As the 2015 season began, most pundits were expecting chaos and plot twists — but this didn’t necessarily mean that each division would suffer as a collective whole.

Three weeks into the season, it’s too early for a definitive verdict, but there’s cause for concern in the SEC West, and there’s reason for outright panic in the Pac-12 South. This is one of the many tension points brought to the surface by the first three weeks of the season, but by week three in particular.

In the SEC West, Auburn and Arkansas are in major trouble, with Mississippi State — not expected to do much this season — fighting an uphill battle. However, for each team that’s struggling in the division, there’s a positive counterbalance: LSU, Ole Miss, and Texas A&M have done as well as their fans could have reasonably expected, and in some cases, much better. Alabama is wounded, but the Tide certainly have the makings of a team that could still be in the hunt two months from now.

It’s in the Pac-12 South where concerns flow more fully through the division. Yes, some teams have not really taken a tumble yet, but no one team has yet made a huge national statement. This coming weekend will tell us a lot about the division as a whole.

*

College GameDay, as you almost surely know by now, will make its way to the Old Pueblo this Saturday for the UCLA-Arizona clash, the battle of unbeatens in the Pac-12 South. That’s certainly a compelling game, and it’s quite true that the winner will certainly get a leg up on the competition in the battle for a division title. However, as fun as early-season matchups of unbeatens might be — we’re talking about preferences and tastes here, not facts or empirical truths — give me the early-season survival game over the early-season unbeatens any day of the week.

Late October and November are when I want my clashes of the titans. In late September, at the start of conference play, I want games drenched in desperation between teams which have already given themselves very little margin for error over the next two months.

What I’m saying is this: Give me USC at Arizona State over Bruins-Wildcats. The Sun Devils and Trojans play a game on Saturday in which the future becomes extremely dark for the losing side. The team which falls short in Tempe could afford, at most, one more loss over the rest of the season. Neither Arizona State nor USC could possibly call this season a success with more than three losses. Arriving at two losses on the night of September 26 would be a living hell… or for a team named the Sun Devils, the equivalent of permanent banishment to the North Pole.

Some two-loss teams across the country — think of Arkansas as a particular example — seem to exist beyond all hope at this point. The Razorbacks have to go to Alabama, LSU, and Ole Miss. Any possible chance of having a season which would live up to expectations is just about gone. For ASU and USC, that’s not quite the case. We have seen teams lose once in September or early October — USC, in fact, is a team which wrote the graduate school seminar on how to do this in the old Pac-10 — and still win both the conference and the Rose Bowl.

___

#### WHAT YOU WILL DO
Repeat the college football column from "Some two-loss teams" up to and including "the Rose Bowl.", swapping "Razorbacks" for "Arkansas Razorbacks".

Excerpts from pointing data
___

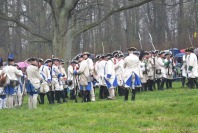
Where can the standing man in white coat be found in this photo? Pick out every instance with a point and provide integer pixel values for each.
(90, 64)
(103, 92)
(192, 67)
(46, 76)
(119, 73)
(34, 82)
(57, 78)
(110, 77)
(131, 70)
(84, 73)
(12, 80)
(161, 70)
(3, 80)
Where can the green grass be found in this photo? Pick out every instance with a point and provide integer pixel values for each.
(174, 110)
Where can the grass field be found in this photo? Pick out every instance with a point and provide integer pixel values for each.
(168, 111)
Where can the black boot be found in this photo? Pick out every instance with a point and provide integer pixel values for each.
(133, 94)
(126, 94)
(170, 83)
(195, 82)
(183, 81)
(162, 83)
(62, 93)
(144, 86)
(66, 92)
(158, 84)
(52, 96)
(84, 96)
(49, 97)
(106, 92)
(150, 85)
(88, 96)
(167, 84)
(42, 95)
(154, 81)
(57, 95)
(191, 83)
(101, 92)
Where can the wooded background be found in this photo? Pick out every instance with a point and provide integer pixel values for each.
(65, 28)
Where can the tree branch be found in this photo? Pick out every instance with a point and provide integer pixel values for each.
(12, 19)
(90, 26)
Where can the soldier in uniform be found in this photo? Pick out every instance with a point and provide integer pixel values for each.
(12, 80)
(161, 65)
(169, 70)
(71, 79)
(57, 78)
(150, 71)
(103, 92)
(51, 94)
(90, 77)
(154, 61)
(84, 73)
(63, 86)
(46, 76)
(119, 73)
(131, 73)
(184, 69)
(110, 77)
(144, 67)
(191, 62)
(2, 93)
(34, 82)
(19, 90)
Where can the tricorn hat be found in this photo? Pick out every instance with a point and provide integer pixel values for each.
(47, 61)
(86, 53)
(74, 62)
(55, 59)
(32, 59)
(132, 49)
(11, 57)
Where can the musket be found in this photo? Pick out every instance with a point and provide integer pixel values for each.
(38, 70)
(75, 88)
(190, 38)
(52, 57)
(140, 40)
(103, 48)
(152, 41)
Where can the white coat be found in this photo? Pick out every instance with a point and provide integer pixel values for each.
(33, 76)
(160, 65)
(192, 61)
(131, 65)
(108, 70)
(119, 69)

___

#### RESULT FOR THIS EXERCISE
Some two-loss teams across the country — think of Arkansas as a particular example — seem to exist beyond all hope at this point. The Arkansas Razorbacks have to go to Alabama, LSU, and Ole Miss. Any possible chance of having a season which would live up to expectations is just about gone. For ASU and USC, that’s not quite the case. We have seen teams lose once in September or early October — USC, in fact, is a team which wrote the graduate school seminar on how to do this in the old Pac-10 — and still win both the conference and the Rose Bowl.